(Stated exercise): Copy out word for word the part of the material that opens with its very first line and closes with the line containing "24], [61, 89]]", including both of those lines.

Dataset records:
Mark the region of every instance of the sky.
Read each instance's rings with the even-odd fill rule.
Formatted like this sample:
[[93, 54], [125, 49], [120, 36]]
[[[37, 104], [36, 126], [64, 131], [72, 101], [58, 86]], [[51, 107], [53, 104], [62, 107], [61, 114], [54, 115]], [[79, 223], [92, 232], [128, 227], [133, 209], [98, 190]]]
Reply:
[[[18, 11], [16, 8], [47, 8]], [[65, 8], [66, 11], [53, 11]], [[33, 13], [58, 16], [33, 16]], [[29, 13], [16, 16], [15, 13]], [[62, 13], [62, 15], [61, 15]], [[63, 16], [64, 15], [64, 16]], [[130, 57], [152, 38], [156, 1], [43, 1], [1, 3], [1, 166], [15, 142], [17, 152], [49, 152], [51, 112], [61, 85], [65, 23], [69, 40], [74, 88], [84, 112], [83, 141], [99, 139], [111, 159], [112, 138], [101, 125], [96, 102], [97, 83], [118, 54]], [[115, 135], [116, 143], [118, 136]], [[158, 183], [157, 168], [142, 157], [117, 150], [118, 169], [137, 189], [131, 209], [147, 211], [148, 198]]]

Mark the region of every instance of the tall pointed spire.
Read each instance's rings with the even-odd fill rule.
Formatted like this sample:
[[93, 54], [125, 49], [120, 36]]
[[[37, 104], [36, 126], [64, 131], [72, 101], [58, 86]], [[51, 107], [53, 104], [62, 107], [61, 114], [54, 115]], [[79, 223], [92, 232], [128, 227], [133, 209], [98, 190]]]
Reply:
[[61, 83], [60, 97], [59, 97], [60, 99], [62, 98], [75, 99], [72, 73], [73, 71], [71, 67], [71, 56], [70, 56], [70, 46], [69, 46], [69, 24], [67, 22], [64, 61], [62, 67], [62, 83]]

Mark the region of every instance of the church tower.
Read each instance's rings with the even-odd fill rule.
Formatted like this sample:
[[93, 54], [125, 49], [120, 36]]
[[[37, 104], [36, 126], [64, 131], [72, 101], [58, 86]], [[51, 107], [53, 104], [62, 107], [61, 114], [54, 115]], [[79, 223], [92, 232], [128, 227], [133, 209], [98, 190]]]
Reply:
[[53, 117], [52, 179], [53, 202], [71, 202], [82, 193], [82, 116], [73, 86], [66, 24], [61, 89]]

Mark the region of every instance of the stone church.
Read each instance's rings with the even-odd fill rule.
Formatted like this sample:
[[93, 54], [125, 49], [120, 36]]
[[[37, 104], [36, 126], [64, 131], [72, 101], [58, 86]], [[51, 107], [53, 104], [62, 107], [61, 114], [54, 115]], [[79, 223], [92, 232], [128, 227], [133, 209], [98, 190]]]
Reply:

(Result of the exercise):
Mark the region of every instance of the sky.
Read each instance's rings with the even-odd fill rule.
Formatted like this sample:
[[93, 54], [125, 49], [120, 36]]
[[[37, 104], [36, 126], [64, 131], [72, 101], [58, 86]], [[51, 107], [53, 104], [62, 107], [61, 114], [54, 115]], [[79, 223], [92, 232], [128, 227], [133, 209], [98, 190]]]
Reply:
[[[18, 11], [16, 8], [47, 8]], [[65, 8], [66, 11], [53, 11]], [[33, 13], [58, 16], [33, 16]], [[29, 13], [16, 16], [15, 13]], [[62, 13], [62, 15], [61, 15]], [[63, 16], [64, 15], [64, 16]], [[130, 57], [152, 38], [156, 1], [43, 1], [1, 3], [1, 166], [15, 142], [17, 152], [49, 152], [51, 112], [61, 85], [65, 23], [69, 40], [74, 88], [84, 112], [83, 141], [99, 139], [111, 159], [112, 138], [101, 125], [96, 102], [97, 83], [118, 54]], [[115, 135], [116, 143], [118, 136]], [[158, 183], [157, 168], [142, 157], [117, 150], [118, 169], [137, 189], [131, 209], [147, 211], [148, 198]]]

Mark the region of every instance of the tall pointed spire.
Read each instance's rings with the even-odd fill rule.
Formatted like this sample:
[[93, 54], [125, 49], [120, 36]]
[[[37, 104], [36, 126], [64, 131], [72, 101], [58, 86]], [[51, 107], [53, 104], [62, 107], [61, 114], [54, 115]], [[79, 223], [92, 232], [128, 227], [133, 209], [98, 190]]]
Reply:
[[61, 83], [60, 97], [59, 97], [60, 99], [62, 98], [75, 99], [72, 73], [73, 71], [71, 67], [71, 56], [70, 56], [70, 46], [69, 46], [69, 24], [67, 22], [64, 61], [62, 67], [62, 83]]

Mark the region of every instance of the church tower.
Read each instance's rings with the even-odd fill rule.
Formatted like this sample:
[[93, 54], [125, 49], [120, 36]]
[[[37, 104], [36, 126], [64, 131], [72, 101], [58, 86]], [[51, 107], [53, 104], [62, 107], [61, 114], [54, 115]], [[79, 223], [92, 232], [128, 227], [133, 209], [98, 190]]]
Reply:
[[53, 117], [52, 179], [53, 202], [71, 202], [82, 193], [82, 116], [73, 86], [66, 24], [61, 89]]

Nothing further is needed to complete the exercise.